### Objective
Rewrite all of the material below, replacing the word "instance" with "occurrence" wherever it occurs and keeping everything else the same.

Point labeling dataset excerpts

════

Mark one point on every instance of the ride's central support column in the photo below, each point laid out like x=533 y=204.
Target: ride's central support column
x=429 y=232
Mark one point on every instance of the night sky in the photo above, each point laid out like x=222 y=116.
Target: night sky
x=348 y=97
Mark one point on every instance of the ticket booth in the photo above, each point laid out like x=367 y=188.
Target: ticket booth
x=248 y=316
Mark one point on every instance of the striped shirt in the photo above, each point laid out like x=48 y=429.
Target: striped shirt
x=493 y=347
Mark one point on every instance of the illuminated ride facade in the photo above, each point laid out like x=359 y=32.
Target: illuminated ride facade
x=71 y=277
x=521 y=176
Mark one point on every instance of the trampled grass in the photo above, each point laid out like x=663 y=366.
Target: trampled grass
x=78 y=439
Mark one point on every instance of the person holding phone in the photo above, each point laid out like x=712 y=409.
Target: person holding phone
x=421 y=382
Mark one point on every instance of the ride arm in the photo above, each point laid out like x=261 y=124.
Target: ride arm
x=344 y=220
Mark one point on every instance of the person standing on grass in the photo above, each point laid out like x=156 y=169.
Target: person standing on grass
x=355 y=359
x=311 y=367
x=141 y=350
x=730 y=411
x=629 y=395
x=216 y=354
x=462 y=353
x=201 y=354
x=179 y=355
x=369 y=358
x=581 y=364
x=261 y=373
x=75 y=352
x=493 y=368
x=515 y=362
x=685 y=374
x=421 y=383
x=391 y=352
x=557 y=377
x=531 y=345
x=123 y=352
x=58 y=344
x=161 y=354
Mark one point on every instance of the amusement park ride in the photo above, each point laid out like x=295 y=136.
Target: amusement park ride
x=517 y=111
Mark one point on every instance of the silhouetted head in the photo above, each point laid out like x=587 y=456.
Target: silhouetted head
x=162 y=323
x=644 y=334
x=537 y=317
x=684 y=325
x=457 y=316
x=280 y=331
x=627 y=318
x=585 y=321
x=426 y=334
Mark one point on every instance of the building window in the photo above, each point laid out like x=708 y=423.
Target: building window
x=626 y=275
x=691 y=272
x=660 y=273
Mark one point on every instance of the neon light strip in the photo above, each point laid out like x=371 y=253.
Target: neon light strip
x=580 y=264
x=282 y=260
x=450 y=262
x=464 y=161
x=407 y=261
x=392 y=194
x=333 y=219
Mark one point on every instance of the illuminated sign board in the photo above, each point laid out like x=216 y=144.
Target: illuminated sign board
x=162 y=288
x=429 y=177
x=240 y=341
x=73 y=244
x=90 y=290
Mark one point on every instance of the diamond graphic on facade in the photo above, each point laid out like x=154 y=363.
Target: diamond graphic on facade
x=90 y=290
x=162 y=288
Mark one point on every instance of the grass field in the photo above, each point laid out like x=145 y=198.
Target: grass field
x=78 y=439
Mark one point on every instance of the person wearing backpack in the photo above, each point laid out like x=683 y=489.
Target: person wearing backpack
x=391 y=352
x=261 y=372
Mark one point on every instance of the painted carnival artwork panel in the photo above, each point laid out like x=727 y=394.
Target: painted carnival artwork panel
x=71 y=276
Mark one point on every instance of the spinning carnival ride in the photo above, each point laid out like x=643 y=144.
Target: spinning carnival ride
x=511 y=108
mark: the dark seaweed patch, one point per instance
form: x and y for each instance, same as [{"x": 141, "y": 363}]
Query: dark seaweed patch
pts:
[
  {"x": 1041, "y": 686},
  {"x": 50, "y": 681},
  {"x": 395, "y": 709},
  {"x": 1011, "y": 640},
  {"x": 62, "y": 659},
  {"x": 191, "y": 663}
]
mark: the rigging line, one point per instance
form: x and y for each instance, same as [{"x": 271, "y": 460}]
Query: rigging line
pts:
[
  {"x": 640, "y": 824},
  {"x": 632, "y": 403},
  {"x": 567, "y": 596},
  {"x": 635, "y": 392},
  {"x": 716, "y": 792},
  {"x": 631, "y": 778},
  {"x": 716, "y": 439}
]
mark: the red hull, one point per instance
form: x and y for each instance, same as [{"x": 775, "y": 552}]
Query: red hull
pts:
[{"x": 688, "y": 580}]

════

### Solution for this problem
Mark one point on every occurrence of the ride's central support column in the photo below, each point laid out like x=533 y=204.
Target: ride's central support column
x=429 y=232
Mark one point on every occurrence of the night sky in the photo above, each point laid out like x=222 y=116.
Target: night sky
x=348 y=97
Mark one point on every occurrence of the ticket booth in the photo above, each point laid out like x=367 y=188.
Target: ticket booth
x=248 y=316
Mark one point on every occurrence of the striped shirt in the photo above, each point laid out like x=48 y=429.
Target: striped shirt
x=493 y=347
Mark one point on every occurrence of the illuminated ride facade in the photo above, each point laid out like x=359 y=32.
Target: illuminated ride facade
x=71 y=277
x=521 y=176
Mark one point on every occurrence of the trampled grass in the photo above, each point laid out like x=663 y=366.
Target: trampled grass
x=78 y=439
Mark one point on every occurrence of the person holding phone in the photo above, each point laid out like x=712 y=409.
Target: person holding phone
x=421 y=382
Mark one point on every occurrence of the ride arm in the photo above, each point laid out like x=261 y=124.
Target: ride arm
x=344 y=220
Mark one point on every occurrence of the person standing on grass in the photo above, each point laid out like x=156 y=169.
Target: person standing on grass
x=355 y=359
x=311 y=367
x=141 y=350
x=730 y=411
x=629 y=395
x=216 y=354
x=462 y=353
x=201 y=354
x=179 y=355
x=369 y=358
x=581 y=364
x=261 y=373
x=75 y=352
x=493 y=368
x=515 y=362
x=685 y=374
x=421 y=383
x=391 y=352
x=557 y=377
x=531 y=345
x=123 y=352
x=58 y=344
x=161 y=354
Mark one point on every occurrence of the amusement park ride in the photo above, each point laid out like x=295 y=136.
Target: amusement park ride
x=517 y=111
Mark one point on every occurrence of the silhouetted head in the photo above, each point laid out like x=587 y=456.
Target: silhouetted head
x=162 y=323
x=644 y=334
x=537 y=317
x=684 y=325
x=457 y=316
x=280 y=331
x=627 y=318
x=585 y=321
x=426 y=334
Mark one point on every occurrence of the building window in the photo above, each point laid out like x=708 y=423.
Target: building window
x=626 y=275
x=691 y=272
x=660 y=273
Mark one point on every occurrence of the neon light strip in the photo above, each point laid out like x=371 y=253.
Target: neon light strip
x=580 y=264
x=282 y=260
x=450 y=262
x=464 y=161
x=407 y=261
x=392 y=194
x=333 y=219
Mark one point on every occurrence of the illuminated sign board in the photo above, each point laid out like x=216 y=144.
Target: illuminated sign board
x=162 y=288
x=429 y=177
x=240 y=341
x=73 y=244
x=90 y=290
Mark one point on every occurrence of the diamond graphic on facade in the photo above, each point laid out like x=154 y=363.
Target: diamond graphic on facade
x=90 y=290
x=162 y=288
Mark one point on every occurrence of the grass field in the photo above, each point laid out like x=145 y=198.
Target: grass field
x=78 y=439
Mark one point on every occurrence of the person wearing backpack in the photo above, each point laid out like x=683 y=489.
Target: person wearing backpack
x=391 y=352
x=261 y=372
Mark one point on every occurrence of the painted carnival artwork panel in the photo above, each point laid out like x=727 y=394.
Target: painted carnival artwork panel
x=71 y=276
Mark one point on every occurrence of the spinning carnival ride in the photo above, each point laid out like x=643 y=144.
Target: spinning carnival ride
x=511 y=108
mark: the dark seaweed patch, one point per occurrence
form: x and y for each occurrence, same as [{"x": 141, "y": 363}]
Query: dark seaweed patch
pts:
[
  {"x": 1041, "y": 686},
  {"x": 50, "y": 681},
  {"x": 395, "y": 709},
  {"x": 1011, "y": 640},
  {"x": 62, "y": 659},
  {"x": 191, "y": 663}
]
mark: the rigging line, one point per occurrence
form: x and y for each occurrence, same as [{"x": 271, "y": 460}]
Query: rigging line
pts:
[
  {"x": 640, "y": 824},
  {"x": 632, "y": 403},
  {"x": 567, "y": 596},
  {"x": 635, "y": 392},
  {"x": 716, "y": 792},
  {"x": 631, "y": 778},
  {"x": 716, "y": 439}
]
mark: the red hull, one point per occurrence
form: x and y for each occurrence, same as [{"x": 775, "y": 552}]
Query: red hull
pts:
[{"x": 688, "y": 580}]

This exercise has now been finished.